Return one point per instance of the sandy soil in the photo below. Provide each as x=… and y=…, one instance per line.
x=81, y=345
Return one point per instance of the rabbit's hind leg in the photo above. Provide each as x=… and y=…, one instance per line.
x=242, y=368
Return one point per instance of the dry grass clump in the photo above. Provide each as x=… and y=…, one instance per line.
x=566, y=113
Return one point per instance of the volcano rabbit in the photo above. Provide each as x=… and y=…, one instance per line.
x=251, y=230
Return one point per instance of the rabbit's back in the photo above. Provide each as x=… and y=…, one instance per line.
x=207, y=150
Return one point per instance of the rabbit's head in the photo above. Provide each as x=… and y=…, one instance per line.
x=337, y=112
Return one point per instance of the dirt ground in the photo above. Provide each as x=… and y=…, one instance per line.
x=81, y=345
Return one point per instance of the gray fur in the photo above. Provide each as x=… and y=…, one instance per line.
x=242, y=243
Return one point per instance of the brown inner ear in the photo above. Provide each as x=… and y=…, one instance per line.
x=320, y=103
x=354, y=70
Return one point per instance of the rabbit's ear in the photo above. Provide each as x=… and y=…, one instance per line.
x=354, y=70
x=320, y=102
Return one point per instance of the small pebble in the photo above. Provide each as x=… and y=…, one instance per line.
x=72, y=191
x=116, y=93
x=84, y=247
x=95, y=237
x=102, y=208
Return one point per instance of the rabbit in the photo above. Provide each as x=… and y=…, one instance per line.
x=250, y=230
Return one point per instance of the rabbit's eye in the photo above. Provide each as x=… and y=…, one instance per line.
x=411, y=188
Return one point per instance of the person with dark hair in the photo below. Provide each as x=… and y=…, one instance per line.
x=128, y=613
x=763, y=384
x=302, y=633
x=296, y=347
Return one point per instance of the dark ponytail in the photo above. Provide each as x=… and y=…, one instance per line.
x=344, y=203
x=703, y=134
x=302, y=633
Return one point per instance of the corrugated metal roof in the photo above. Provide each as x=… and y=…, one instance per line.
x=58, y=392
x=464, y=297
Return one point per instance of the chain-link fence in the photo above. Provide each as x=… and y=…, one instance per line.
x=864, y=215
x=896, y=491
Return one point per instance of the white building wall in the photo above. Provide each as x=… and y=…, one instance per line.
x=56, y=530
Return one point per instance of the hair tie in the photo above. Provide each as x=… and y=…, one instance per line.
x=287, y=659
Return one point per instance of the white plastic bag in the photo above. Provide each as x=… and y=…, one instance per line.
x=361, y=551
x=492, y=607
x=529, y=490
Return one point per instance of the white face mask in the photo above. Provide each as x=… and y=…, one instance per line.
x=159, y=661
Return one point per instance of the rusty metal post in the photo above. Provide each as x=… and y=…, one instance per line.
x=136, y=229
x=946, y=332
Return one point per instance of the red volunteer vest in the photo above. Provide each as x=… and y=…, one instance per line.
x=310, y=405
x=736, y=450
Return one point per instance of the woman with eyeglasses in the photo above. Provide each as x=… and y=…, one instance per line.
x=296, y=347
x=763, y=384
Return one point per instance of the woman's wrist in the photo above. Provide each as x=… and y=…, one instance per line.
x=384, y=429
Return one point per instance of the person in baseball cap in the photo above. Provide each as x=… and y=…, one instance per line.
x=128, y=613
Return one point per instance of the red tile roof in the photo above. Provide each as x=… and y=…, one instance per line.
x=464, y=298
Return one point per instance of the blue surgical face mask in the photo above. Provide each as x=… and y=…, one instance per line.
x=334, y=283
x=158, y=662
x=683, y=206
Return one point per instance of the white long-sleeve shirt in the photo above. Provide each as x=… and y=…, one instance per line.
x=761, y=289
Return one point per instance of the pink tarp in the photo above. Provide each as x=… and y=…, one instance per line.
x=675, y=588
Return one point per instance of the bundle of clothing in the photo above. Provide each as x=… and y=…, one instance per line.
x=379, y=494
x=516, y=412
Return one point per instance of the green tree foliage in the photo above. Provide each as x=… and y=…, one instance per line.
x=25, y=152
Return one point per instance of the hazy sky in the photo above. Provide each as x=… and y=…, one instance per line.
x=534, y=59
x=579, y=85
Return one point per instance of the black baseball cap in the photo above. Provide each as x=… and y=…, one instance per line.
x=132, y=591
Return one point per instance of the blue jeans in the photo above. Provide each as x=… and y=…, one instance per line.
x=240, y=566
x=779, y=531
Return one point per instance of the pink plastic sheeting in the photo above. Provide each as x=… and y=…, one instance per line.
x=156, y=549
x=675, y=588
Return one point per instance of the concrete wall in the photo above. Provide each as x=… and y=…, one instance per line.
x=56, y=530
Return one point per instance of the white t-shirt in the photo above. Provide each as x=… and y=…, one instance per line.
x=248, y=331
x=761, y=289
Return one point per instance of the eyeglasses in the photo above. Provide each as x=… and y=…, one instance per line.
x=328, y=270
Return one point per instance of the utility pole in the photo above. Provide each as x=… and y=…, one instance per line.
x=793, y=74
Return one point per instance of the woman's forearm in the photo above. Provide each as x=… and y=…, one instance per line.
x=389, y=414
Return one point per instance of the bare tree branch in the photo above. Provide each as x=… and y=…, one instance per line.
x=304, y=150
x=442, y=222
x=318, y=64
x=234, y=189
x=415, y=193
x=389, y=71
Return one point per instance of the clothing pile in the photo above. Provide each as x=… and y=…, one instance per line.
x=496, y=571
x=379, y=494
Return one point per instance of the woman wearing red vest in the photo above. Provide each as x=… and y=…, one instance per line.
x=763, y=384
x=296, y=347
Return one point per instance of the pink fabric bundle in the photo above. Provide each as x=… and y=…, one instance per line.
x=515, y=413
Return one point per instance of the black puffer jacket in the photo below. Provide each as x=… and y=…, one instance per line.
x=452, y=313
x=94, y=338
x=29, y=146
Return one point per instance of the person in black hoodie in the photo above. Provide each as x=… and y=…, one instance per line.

STATED TASK » Every record above must be duplicated exactly.

SOLUTION TO THIS EXERCISE »
Return one point per instance of the sandy soil in the photo below. Provide each as x=… and y=…, one instance per line.
x=81, y=345
Return one point per instance of the rabbit's hind leg in the photo above. Provide each as x=… and y=…, one instance per line.
x=242, y=368
Return one point per instance of the dry grass clump in the photo above. Provide each as x=… and y=…, one instance per line.
x=566, y=113
Return one point per instance of the volcano rabbit in the photo above. Provide each as x=… and y=…, one instance per line.
x=251, y=230
Return one point per instance of the rabbit's back in the photo above. Provide each as x=… and y=…, one instance per line.
x=207, y=150
Return one point per instance of the rabbit's head in the photo above. Provide each as x=… and y=…, one instance per line.
x=337, y=112
Return one point per instance of the dirt ground in the photo above. Provide each as x=… and y=…, one instance per line.
x=81, y=345
Return one point per instance of the gray fur in the photo above. Provide each as x=… and y=…, one instance per line.
x=242, y=243
Return one point per instance of the brown inner ear in the photo above. Provide each as x=… and y=…, one instance per line.
x=320, y=103
x=354, y=70
Return one point per instance of the rabbit's ear in the photo above. Provide each as x=… and y=…, one instance per line.
x=354, y=70
x=320, y=102
Return one point per instance of the small pebble in the photo above. Provide each as x=… and y=…, one instance per line.
x=72, y=191
x=116, y=93
x=84, y=247
x=95, y=237
x=102, y=208
Return one point per instance of the rabbit in the photo above. Provide each as x=… and y=…, one instance per line.
x=250, y=230
Return one point per instance of the rabbit's eye in the photo above. Provide each as x=… and y=…, one instance per line.
x=411, y=188
Return one point per instance of the person with dark hair in the photo below. Provide each as x=… and y=…, one instance per line.
x=128, y=613
x=763, y=384
x=302, y=633
x=296, y=347
Return one point per instance of the dark ponytail in the photo above. Provide each as x=… and y=…, one instance per line.
x=344, y=203
x=703, y=134
x=302, y=633
Return one point per instance of the corrugated metal roof in the photo above. Provide each as x=… and y=…, one instance per line.
x=58, y=392
x=464, y=297
Return one point per instance of the chain-link fence in the photo above. Provide each as x=… and y=…, one instance per line.
x=864, y=215
x=896, y=491
Return one point per instance of the white building wall in the photo above. Provide each as x=… and y=…, one instance per line.
x=56, y=530
Return one point per instance of the hair tie in the photo above. Provide each as x=… and y=…, one instance per line.
x=287, y=659
Return one point per instance of the white plastic bag in the photo above. Provide each as x=… and y=…, one instance per line.
x=361, y=551
x=492, y=607
x=529, y=490
Return one point per instance of the white face mask in the photo above. Provide each as x=… and y=…, one instance per line.
x=159, y=661
Return one point per instance of the rusty metal post in the photo above. Provide each as x=… and y=…, one instance per line.
x=136, y=229
x=946, y=332
Return one point per instance of the red volunteer vest in the photo above. Provide each as x=… and y=…, one instance per line.
x=310, y=405
x=736, y=450
Return one point per instance of the woman with eyeglasses in the photo above. Provide each as x=… and y=…, one instance per line.
x=296, y=347
x=763, y=384
Return one point per instance of the woman's wrist in the photo above. Provide each as x=… and y=…, one instance per line.
x=384, y=429
Return one point per instance of the person in baseball cap in the photo above. Provide each as x=… and y=…, one instance per line.
x=128, y=613
Return one point per instance of the red tile roof in the photo above. Provide each as x=… and y=…, one instance per line.
x=464, y=298
Return one point per instance of the blue surgical face mask in the photo above. Provide each as x=… and y=…, one instance per line.
x=334, y=283
x=158, y=662
x=683, y=206
Return one point per instance of the white long-sleeve shirt in the photo above. Provide each as x=… and y=…, one instance per line.
x=761, y=289
Return one point per instance of the pink tarp in the photo above. Provide each as x=… and y=…, one instance per line.
x=675, y=588
Return one point per instance of the bundle of clothing in the photo above. Provide each as x=… and y=…, one instance per line.
x=379, y=494
x=516, y=412
Return one point per instance of the green tree foliage in the photo above. Provide each as x=… and y=…, one instance per line.
x=25, y=152
Return one point per instance of the hazy sky in the photo above. Provide each as x=… and y=…, one instance per line.
x=534, y=59
x=579, y=85
Return one point per instance of the black baseball cap in the photo above. Provide each as x=… and y=…, one instance per line.
x=132, y=591
Return one point per instance of the blue jeans in the photo above. Provide each as x=… and y=…, one instance per line.
x=240, y=566
x=779, y=531
Return one point per instance of the pink plastic sheeting in the photo above. Provide each as x=… and y=…, one instance per line.
x=156, y=549
x=675, y=588
Return one point per instance of the concrete wall in the photo above. Provide each as x=… and y=…, one instance per line.
x=56, y=530
Return one point per instance of the white t-shirt in the photo above. Provide each as x=… and y=…, one instance per line.
x=248, y=331
x=761, y=289
Return one point per instance of the eyeglasses in the photo above. Provide each as x=… and y=…, one instance per line.
x=328, y=270
Return one point per instance of the utility pole in the photo above. Provide each as x=… and y=…, one instance per line.
x=793, y=74
Return one point per instance of the woman's forearm in the photo above. Provide each as x=… and y=…, one instance per line.
x=389, y=414
Return one point per instance of the bare tree branch in the photo above. Provide each as x=… and y=…, one instance per line.
x=304, y=150
x=442, y=222
x=318, y=64
x=234, y=189
x=415, y=193
x=389, y=71
Return one point per instance of the clothing pile in the photo above. Provide each as x=… and y=…, one instance per line.
x=496, y=571
x=379, y=494
Return one point per instance of the woman wearing red vest in the photo above. Provide each as x=… and y=…, one instance per line.
x=763, y=384
x=296, y=347
Return one point per instance of the pink fabric bundle in the photo above. Provide each as x=… and y=…, one instance per line.
x=515, y=413
Return one point per instance of the black puffer jacket in the photo below. Provide each as x=… and y=…, one instance per line.
x=452, y=313
x=94, y=338
x=29, y=146
Return one point per instance of the person in black hoodie in the photo above. Provide each as x=… and y=…, one instance per line.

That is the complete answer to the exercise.